* **TASKS TO COMPLETE**
(a) In the excerpt on Marie's years in Ireland, what is the date of the Dublin letter described as the last one she is known to have written to her husband?
(b) Reproduce word for word the passage of the excerpt on Marie's years in Ireland that starts at "This exhibit is" and ends at "to be autonomous.".

* **DOCUMENT EXCERPT**
------------------------------------------------------------------------

This exhibit is a good mechanical metaphor for Marie's newly hardened mercenary bent, and sense of self-protection. Her experience at the hands of Philipstal had been a harsh lesson about unscrupulous exploitation of her earning power, and that and the slow-drain dependency of her husband on her financial resources seem to have led to a hardening resolve to be autonomous.

One of her early letters from Edinburgh had highlighted her disadvantaged position in her partnership with Philipstal: ‘His business is in a bad way, and he has only my Cabinet on which to rely.' Resentment had crystallized into outright animosity, and this seems also to have tainted her perception of her husband. By the time she reached Ireland she had discovered her own capability, and she realized she wanted to be accountable to no one, but to make enough money so that her children could count on her for their future security. This feeling was reinforced by the realization that, in François, her children were missing a reliable provider. She would take on this responsibility. Like the Self-Defending Money Chest, from here on she would fiercely protect her assets, and no one and no circumstances would sway her resolve or deplete her reserves.

In Ireland Marie's trail becomes obscured. There is a hiatus in correspondence, and the irregularity of her letters precludes precise calibration of her fluctuating feelings towards her husband. But the significance of the backdrop of war should not be underestimated. Post took far longer, putting even more strain on long-distance communication, and ports were closed. In this context, what appear to be inconsistencies in Marie's intentions expressed to her family in
sporadic bulletins make more sense. After what had sounded like a declaration of intent to secure her children's future financial position by remaining abroad and touring with the exhibition, a later letter from Dublin dated 27 June 1804 makes a non-specific reference to her return to Paris: ‘When I return let there be no reproaches.' Her vagueness is not straightforward ambivalence: to a large degree the decision to return to Paris was out of her hands–she was stranded by the conflict. In the same letter Marie advises her husband of her new address in Dublin, and yet, while this suggests open lines of communication, this is the last letter she is known to have written to him.

The four years she was to spend in Ireland were an important watershed. This period (1804–8) sees her shedding all vestiges of victimhood, getting even with Philipstal, asserting her authority from afar with her husband, and asserting her own credibility as a commercial artist. Like someone whose life is changed by religion, in Ireland Marie's fervour is directed to self-sufficiency and independence, which from now on would be the tenets of her life.

------------------------------------------------------------------------

* **DATASET EXCERPTS**

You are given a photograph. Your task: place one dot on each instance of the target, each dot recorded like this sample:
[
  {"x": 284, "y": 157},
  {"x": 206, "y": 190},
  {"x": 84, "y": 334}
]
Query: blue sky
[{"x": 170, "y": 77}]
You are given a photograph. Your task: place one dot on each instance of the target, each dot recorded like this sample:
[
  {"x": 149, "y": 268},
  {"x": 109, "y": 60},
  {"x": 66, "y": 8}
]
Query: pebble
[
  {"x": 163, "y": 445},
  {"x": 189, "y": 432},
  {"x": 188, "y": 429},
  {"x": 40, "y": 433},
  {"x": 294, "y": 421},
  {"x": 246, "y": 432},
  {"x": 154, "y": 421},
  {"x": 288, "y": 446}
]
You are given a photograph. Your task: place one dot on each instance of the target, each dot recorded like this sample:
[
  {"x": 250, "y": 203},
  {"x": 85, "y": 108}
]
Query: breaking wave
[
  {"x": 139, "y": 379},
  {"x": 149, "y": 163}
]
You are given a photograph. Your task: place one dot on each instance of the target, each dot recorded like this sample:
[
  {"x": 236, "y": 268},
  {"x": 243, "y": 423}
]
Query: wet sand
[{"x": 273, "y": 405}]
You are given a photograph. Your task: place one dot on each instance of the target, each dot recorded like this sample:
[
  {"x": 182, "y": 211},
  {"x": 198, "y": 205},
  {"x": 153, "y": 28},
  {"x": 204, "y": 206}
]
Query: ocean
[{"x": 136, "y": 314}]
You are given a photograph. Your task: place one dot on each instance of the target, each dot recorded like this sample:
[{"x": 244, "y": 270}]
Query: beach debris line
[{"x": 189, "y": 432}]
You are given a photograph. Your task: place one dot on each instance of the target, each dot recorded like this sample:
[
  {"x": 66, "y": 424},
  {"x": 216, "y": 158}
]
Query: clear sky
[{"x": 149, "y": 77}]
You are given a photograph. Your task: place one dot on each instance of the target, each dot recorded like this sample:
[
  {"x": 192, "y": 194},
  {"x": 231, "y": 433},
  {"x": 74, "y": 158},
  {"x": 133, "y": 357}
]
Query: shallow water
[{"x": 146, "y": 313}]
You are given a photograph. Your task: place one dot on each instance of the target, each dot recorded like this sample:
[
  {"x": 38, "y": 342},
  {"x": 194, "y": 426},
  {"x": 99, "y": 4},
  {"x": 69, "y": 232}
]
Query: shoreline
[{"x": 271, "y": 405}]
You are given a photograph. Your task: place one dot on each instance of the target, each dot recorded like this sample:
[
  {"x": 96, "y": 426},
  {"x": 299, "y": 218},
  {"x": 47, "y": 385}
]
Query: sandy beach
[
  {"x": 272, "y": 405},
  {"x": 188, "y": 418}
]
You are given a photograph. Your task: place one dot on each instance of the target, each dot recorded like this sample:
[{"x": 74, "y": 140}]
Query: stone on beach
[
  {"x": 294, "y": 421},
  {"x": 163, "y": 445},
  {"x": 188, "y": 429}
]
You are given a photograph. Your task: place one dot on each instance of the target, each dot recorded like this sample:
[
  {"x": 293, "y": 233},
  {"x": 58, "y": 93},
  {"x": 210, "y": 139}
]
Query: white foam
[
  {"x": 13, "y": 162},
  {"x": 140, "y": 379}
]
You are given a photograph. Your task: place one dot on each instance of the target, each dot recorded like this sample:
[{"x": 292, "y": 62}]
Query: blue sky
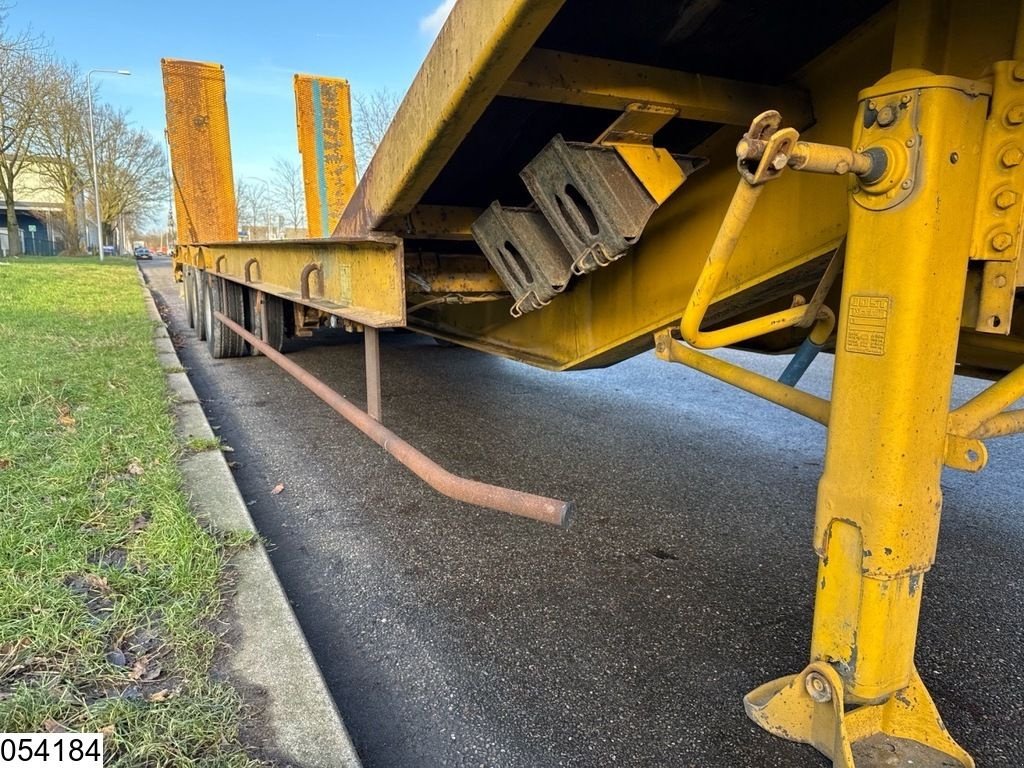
[{"x": 261, "y": 44}]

------------------------------------------------------------------------

* **ANSWERS FOR THE TASKS**
(a) 27 June 1804

(b)
This exhibit is a good mechanical metaphor for Marie's newly hardened mercenary bent, and sense of self-protection. Her experience at the hands of Philipstal had been a harsh lesson about unscrupulous exploitation of her earning power, and that and the slow-drain dependency of her husband on her financial resources seem to have led to a hardening resolve to be autonomous.